- _WHAT YOU NEED TO DO_
Please give the data again exactly, with no line dropped.

- _MATERIAL PROVIDED_

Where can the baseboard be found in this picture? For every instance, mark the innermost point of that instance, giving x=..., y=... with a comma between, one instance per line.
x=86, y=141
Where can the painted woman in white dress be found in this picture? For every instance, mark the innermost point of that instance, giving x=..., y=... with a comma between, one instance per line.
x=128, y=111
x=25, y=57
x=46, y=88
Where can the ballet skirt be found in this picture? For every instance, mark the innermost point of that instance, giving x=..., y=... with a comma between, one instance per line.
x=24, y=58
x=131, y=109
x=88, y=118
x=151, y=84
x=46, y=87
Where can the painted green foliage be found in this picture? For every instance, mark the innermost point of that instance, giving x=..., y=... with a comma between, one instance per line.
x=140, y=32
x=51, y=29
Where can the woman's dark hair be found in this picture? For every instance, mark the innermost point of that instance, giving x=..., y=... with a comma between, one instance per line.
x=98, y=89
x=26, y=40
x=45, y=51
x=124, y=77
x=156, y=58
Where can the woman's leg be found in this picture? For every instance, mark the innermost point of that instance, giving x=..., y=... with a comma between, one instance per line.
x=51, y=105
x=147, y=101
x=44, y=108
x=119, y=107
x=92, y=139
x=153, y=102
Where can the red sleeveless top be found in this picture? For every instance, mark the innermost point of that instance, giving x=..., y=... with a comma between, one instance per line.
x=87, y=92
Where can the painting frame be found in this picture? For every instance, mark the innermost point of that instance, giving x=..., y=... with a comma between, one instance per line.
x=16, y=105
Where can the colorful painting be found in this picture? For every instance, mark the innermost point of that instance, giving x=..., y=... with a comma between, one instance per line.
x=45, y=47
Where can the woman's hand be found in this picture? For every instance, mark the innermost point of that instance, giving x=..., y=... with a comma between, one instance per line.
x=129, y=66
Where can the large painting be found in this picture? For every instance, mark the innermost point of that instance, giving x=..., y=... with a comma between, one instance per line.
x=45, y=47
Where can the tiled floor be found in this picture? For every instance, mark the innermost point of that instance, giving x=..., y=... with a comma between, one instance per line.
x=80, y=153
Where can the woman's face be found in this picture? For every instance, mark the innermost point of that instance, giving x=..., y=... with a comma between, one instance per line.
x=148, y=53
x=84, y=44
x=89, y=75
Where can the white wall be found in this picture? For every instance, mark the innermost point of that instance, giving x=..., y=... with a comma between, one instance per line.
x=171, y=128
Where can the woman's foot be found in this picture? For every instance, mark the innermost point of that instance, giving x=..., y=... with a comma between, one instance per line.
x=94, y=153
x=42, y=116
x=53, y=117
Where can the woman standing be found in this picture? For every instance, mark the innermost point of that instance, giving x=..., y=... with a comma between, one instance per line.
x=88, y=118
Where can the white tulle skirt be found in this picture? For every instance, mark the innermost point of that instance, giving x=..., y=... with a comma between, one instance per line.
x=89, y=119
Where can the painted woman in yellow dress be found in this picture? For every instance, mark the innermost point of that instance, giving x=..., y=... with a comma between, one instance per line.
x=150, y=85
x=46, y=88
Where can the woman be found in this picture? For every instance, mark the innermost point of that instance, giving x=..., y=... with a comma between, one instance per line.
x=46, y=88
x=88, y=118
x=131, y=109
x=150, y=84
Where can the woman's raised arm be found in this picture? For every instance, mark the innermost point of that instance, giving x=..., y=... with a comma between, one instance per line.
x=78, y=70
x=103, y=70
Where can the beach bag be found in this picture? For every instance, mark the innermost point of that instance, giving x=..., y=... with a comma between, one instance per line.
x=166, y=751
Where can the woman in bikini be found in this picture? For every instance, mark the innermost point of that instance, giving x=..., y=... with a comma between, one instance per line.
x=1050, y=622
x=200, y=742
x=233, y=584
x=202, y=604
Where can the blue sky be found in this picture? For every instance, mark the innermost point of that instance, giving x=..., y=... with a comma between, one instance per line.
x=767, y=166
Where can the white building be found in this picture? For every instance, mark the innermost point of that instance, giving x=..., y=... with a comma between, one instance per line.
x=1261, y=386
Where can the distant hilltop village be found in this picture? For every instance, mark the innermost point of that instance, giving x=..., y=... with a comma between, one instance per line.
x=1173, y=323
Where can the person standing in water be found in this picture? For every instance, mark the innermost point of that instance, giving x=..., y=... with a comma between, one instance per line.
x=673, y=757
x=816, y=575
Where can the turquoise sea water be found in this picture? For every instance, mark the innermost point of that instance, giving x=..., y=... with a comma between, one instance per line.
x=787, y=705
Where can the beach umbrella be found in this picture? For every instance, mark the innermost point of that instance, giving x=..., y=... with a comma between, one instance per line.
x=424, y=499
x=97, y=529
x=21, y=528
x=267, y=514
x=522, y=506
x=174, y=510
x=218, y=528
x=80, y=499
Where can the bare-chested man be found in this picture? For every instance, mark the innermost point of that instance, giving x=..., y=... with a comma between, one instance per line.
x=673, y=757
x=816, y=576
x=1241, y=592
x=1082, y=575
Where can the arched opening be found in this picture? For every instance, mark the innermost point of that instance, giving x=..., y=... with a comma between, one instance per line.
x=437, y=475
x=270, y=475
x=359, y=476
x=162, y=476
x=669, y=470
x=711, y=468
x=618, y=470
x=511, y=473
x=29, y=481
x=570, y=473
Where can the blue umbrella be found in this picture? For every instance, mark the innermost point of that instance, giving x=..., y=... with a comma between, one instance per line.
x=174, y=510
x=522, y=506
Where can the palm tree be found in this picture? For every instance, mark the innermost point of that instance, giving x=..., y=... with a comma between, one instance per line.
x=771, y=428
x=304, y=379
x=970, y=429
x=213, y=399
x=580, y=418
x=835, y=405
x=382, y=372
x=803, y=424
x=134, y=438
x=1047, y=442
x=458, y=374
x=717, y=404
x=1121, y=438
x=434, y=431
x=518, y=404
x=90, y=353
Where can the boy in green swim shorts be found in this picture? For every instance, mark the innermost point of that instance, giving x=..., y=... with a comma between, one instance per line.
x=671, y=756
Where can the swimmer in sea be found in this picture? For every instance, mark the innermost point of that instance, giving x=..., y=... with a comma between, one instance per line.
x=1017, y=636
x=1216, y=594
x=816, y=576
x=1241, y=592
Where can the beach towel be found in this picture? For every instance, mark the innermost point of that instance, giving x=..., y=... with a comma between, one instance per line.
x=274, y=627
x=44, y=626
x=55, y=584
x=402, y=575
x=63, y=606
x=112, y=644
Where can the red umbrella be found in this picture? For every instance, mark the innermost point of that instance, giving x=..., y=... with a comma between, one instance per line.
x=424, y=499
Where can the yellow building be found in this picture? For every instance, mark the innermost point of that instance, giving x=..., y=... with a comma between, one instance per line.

- _ANSWER TO THE EXERCISE_
Where can the baseboard be found in this picture? For every instance, mark the innermost point of that instance, giving x=..., y=... with a comma between, one instance per line.
x=86, y=141
Where can the painted woman in white dress be found in this picture? For every instance, mark the innermost point of that instance, giving x=..., y=... with a comma between, one instance per line.
x=128, y=111
x=25, y=57
x=46, y=88
Where can the ballet skirt be found in this picture? For every instance, mark the innermost point of that instance, giving x=..., y=... with a comma between, one instance per line.
x=24, y=58
x=131, y=109
x=88, y=118
x=151, y=84
x=46, y=87
Where can the painted green foliage be found in this picture? For every instance, mark the innermost point of that instance, giving x=..., y=... with a comma between, one instance per line.
x=140, y=32
x=51, y=29
Where can the woman's dark hair be found in this picture? For every instance, mark the innermost point of that instance, giving x=..., y=... with a comma between, one instance per line.
x=98, y=89
x=26, y=40
x=45, y=51
x=124, y=77
x=156, y=58
Where can the woman's leg be found in this picture? For every instance, mark the innermost point of that instance, giving x=..., y=... with a comma between, one instance per line.
x=51, y=105
x=147, y=101
x=44, y=108
x=119, y=107
x=92, y=139
x=153, y=102
Where can the red sleeveless top be found in this picture? For every instance, mark the innermost point of that instance, giving x=..., y=... with a comma between, one instance per line.
x=87, y=92
Where can the painting frame be found in this picture? For every instance, mark the innermost point of that instance, giving x=..., y=... with a comma between, one instance per line.
x=16, y=105
Where can the colorful painting be found in this picture? For every instance, mark the innermost point of that instance, giving x=..., y=... with a comma between, one instance per line.
x=45, y=47
Where can the woman's hand be found in this picture? For every instance, mark the innermost point of that instance, giving x=..., y=... with a comma between, one instance per line.
x=129, y=66
Where can the large painting be found in this picture? For every instance, mark the innermost point of that instance, giving x=..., y=... with a comma between, one instance per line.
x=45, y=47
Where can the tiled floor be found in this picture? For every instance, mark the innermost point of that instance, giving x=..., y=... with a comma between, one instance per line.
x=80, y=153
Where can the woman's face be found in this picture? For every instance, mark the innermost point of that instance, giving x=..., y=... with a comma between, one instance per line.
x=148, y=53
x=84, y=44
x=89, y=75
Where can the white wall be found in this picture? For every instance, mark the innermost point of that instance, giving x=..., y=... with a comma between, one instance per line.
x=171, y=128
Where can the woman's foot be found in this picture? For every instance, mark the innermost point of that instance, giving x=..., y=... with a comma between, one instance per line.
x=94, y=153
x=42, y=116
x=53, y=117
Where can the woman standing be found in this picture? For every instance, mark the innermost point of that instance, giving x=..., y=... with a comma between, one instance per line.
x=88, y=118
Where can the white tulle skirt be found in this picture? For every instance, mark the innermost point of that instance, giving x=..., y=... with a comma between, one instance per line.
x=89, y=119
Where can the painted woman in yellow dress be found in this picture? For every instance, mark the innermost point of that instance, giving x=..., y=... with a comma between, one instance per line.
x=150, y=85
x=46, y=88
Where can the woman be found in this picture? For every instance, mark the innermost point of that instance, giving x=..., y=... with a comma between, one instance per line.
x=46, y=88
x=88, y=118
x=131, y=109
x=150, y=84
Where can the woman's raised arm be found in this picture? For every instance, mark the innermost point of that instance, giving x=..., y=... with a comma between, one instance per line.
x=78, y=70
x=103, y=70
Where can the beach bag be found in this picture? For every instance, mark the innermost point of that instance, giving x=..., y=... with a comma between, one instance per line.
x=166, y=751
Where can the woman in bikini be found in this picture? For every instance, mark the innermost point of that instance, giving x=..., y=... with a comma between, one instance per line.
x=1050, y=622
x=200, y=742
x=233, y=584
x=202, y=604
Where can the blue sky be found in this picture? For every instance, mark the innermost point of that instance, giving x=..., y=... with a comma between, one instance per line.
x=767, y=166
Where can the white building be found in this picture? For every instance, mark the innermost point of that instance, giving x=..., y=... with a comma between, one instance per line.
x=1261, y=386
Where can the distant hilltop village be found in this picture? For every instance, mark the innermost point of that instance, giving x=..., y=... with a comma between, one instance per line.
x=1173, y=323
Where can the person standing in water be found in this picture? For every instance, mark the innermost point of that instance, giving x=..., y=... with a comma between, one instance per line.
x=673, y=757
x=816, y=575
Where can the turquoise sea water be found in this picture? For every instance, mark the innermost point of that instance, giving x=..., y=... with a comma between, one instance per line.
x=787, y=705
Where can the beach umbrella be found in this picture? For every instance, mark the innermost point of that instance, giving x=..., y=... with a comma between, one instance per line.
x=424, y=499
x=97, y=529
x=21, y=528
x=267, y=514
x=522, y=506
x=174, y=510
x=218, y=528
x=80, y=499
Where can the bare-chested man be found in this picture? For every instance, mark the innermost point of that instance, giving x=..., y=... with a comma between, one instance per line.
x=673, y=757
x=816, y=576
x=1241, y=592
x=1082, y=575
Where can the arched opening be found in this picture? For every instance, mark the innermost point of that instance, giving x=..., y=... with a comma between, one instance per line.
x=437, y=475
x=270, y=475
x=359, y=476
x=162, y=476
x=669, y=470
x=711, y=468
x=618, y=470
x=511, y=473
x=29, y=481
x=570, y=473
Where can the blue umbrella be found in this picture? For every instance, mark the innermost point of that instance, giving x=..., y=... with a comma between, one instance per line.
x=174, y=510
x=522, y=506
Where can the palm tree be found in this picture? For every instance, mark the innermost point of that instance, giving x=..., y=... with a comma between, one instance per line.
x=771, y=428
x=304, y=379
x=970, y=429
x=213, y=399
x=580, y=418
x=835, y=405
x=382, y=372
x=803, y=424
x=134, y=438
x=1047, y=442
x=458, y=374
x=717, y=404
x=1121, y=438
x=434, y=431
x=518, y=404
x=90, y=353
Where can the boy in green swim shorts be found in this picture? For every instance, mark the innermost point of that instance, giving x=..., y=... with a comma between, one instance per line.
x=671, y=756
Where can the swimmer in sea be found in this picture? For every instance, mark the innermost point of that instance, giving x=..., y=... with a comma between, one instance per line.
x=1017, y=636
x=1216, y=594
x=816, y=576
x=1241, y=592
Where can the beach towel be found in this picture? For every instance, mark the innermost point of that instance, giving x=..., y=... with a comma between, one instance per line.
x=274, y=627
x=44, y=626
x=55, y=584
x=402, y=575
x=63, y=606
x=112, y=644
Where can the red umbrella be found in this picture? For every instance, mark the innermost point of that instance, giving x=..., y=... with a comma between, one instance per line.
x=424, y=499
Where can the yellow building be found in this picture? For every instance, mark the innermost point of that instance, giving x=..., y=... with a comma between, one instance per line.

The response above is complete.